• **Tasks**:
**a.** Name every person the All-County spring sports column mentions by name.
**b.** Reproduce verbatim the stretch of the All-County spring sports column from "First, my longtime" through "teammate Storm Griffin.".

• **Passage to read**:
--------------------------------
All-County spring sports teams announced
So it’s that time of year again. Today, the All-County teams for this past spring season run to put on final stamp on the season that was.
Reflecting back on it makes me think back a bit to my first spring covering Southern Maryland way back in 2003. Obviously that means I’ve stuck around too long. It also means I’ve seen some things. And some special things happened in 2003 ... but then 2018 offered a few highlights, too.
First, my longtime co-worker Michael Reid finally found his way out of the sports department (again), kicked upstairs to be the deputy editor of The Calvert Recorder. One of my favorite memories from 2003 was when he wrote a feature on Calvert’s Sean Corcoran, who had signed to play baseball at Xavier University if memor y serves. Can’t say I really remember the story, but that’s mainly because all the photos were of Corcoran’s teammate Storm Griffin.
So fast forward to this spring season and one of his final assignments in sports was to serve as photographer for the Class 2A and 3A softball state championship games. Easy gig, with no writing attached, and he delivered some quality photos. But, in a fitting bookend to our time together, he misidentified one of the Huntingtown girls in one of the Hurricanes’ celebration shots. But thankfully this time he had me to catch his mistake, so Paxtan Perry was not identified as Alexis Mann.
--------------------------------
• **Material provided**:
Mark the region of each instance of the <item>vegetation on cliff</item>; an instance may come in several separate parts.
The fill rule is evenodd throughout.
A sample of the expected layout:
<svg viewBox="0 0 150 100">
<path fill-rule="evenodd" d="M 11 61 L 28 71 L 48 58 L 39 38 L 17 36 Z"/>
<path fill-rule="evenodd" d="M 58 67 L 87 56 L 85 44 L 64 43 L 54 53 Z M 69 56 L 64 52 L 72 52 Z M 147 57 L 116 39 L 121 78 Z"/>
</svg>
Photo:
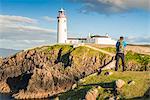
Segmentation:
<svg viewBox="0 0 150 100">
<path fill-rule="evenodd" d="M 80 78 L 111 59 L 84 46 L 37 47 L 2 59 L 0 82 L 8 84 L 9 92 L 17 99 L 46 98 L 70 90 Z"/>
<path fill-rule="evenodd" d="M 102 49 L 112 53 L 115 51 L 114 48 Z M 150 56 L 148 55 L 128 51 L 126 55 L 126 69 L 130 71 L 148 71 L 150 68 L 149 59 Z M 0 59 L 0 92 L 11 92 L 16 99 L 51 97 L 71 90 L 72 86 L 78 83 L 80 79 L 97 72 L 99 68 L 104 67 L 111 61 L 112 56 L 107 53 L 85 46 L 53 45 L 21 51 L 13 56 Z M 141 76 L 138 78 L 138 75 Z M 115 72 L 112 78 L 111 76 L 105 78 L 103 74 L 100 74 L 93 78 L 85 78 L 86 80 L 85 83 L 83 82 L 83 85 L 98 84 L 98 82 L 103 83 L 105 81 L 113 82 L 118 78 L 125 78 L 125 81 L 133 79 L 139 84 L 138 81 L 141 80 L 141 77 L 144 77 L 144 75 L 147 77 L 148 74 L 142 74 L 142 72 L 125 72 L 124 74 Z M 147 82 L 149 82 L 149 79 L 143 78 L 141 82 L 139 87 L 143 86 L 144 89 L 140 94 L 143 94 L 148 88 Z M 90 88 L 92 88 L 92 86 L 80 86 L 71 93 L 74 94 L 74 92 L 77 91 L 84 96 L 85 90 L 87 91 Z M 127 87 L 127 89 L 129 88 Z M 130 98 L 126 89 L 124 90 L 123 94 L 120 95 L 124 95 L 123 97 L 125 98 Z M 141 88 L 139 90 L 141 90 Z M 104 91 L 107 90 L 104 89 Z M 104 93 L 101 90 L 100 92 Z M 81 95 L 79 95 L 79 97 L 81 97 Z M 133 96 L 141 95 L 133 94 Z"/>
<path fill-rule="evenodd" d="M 103 71 L 100 75 L 94 74 L 82 79 L 82 82 L 78 84 L 75 90 L 68 91 L 60 95 L 60 100 L 79 100 L 84 99 L 87 92 L 92 88 L 100 86 L 98 89 L 99 96 L 97 100 L 108 100 L 109 97 L 113 97 L 115 94 L 115 81 L 122 79 L 125 81 L 125 86 L 118 90 L 116 96 L 119 100 L 133 99 L 133 100 L 148 100 L 150 96 L 150 74 L 147 72 L 126 71 L 126 72 L 114 72 L 112 75 L 106 75 L 107 71 Z M 129 82 L 134 83 L 130 85 Z"/>
</svg>

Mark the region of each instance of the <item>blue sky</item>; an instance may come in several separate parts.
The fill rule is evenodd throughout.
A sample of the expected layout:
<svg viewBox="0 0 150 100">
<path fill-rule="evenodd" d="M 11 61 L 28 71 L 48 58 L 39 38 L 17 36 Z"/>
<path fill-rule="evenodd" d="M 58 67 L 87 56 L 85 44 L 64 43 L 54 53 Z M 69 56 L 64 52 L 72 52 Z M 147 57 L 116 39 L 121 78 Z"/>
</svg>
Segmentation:
<svg viewBox="0 0 150 100">
<path fill-rule="evenodd" d="M 128 43 L 150 44 L 149 0 L 0 0 L 0 48 L 56 43 L 61 7 L 70 37 L 109 33 Z"/>
</svg>

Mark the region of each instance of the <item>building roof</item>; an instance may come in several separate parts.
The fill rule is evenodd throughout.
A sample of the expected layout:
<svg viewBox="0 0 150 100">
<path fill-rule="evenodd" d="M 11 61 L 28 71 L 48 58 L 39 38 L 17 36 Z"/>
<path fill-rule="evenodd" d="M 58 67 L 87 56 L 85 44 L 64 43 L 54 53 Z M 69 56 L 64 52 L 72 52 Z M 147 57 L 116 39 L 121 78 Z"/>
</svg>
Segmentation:
<svg viewBox="0 0 150 100">
<path fill-rule="evenodd" d="M 59 11 L 64 12 L 65 10 L 63 8 L 61 8 Z"/>
<path fill-rule="evenodd" d="M 67 38 L 68 40 L 87 40 L 87 38 Z"/>
</svg>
--------------------------------
• **Task answers**:
**a.** Michael Reid, Sean Corcoran, Storm Griffin, Paxtan Perry, Alexis Mann

**b.**
First, my longtime co-worker Michael Reid finally found his way out of the sports department (again), kicked upstairs to be the deputy editor of The Calvert Recorder. One of my favorite memories from 2003 was when he wrote a feature on Calvert’s Sean Corcoran, who had signed to play baseball at Xavier University if memor y serves. Can’t say I really remember the story, but that’s mainly because all the photos were of Corcoran’s teammate Storm Griffin.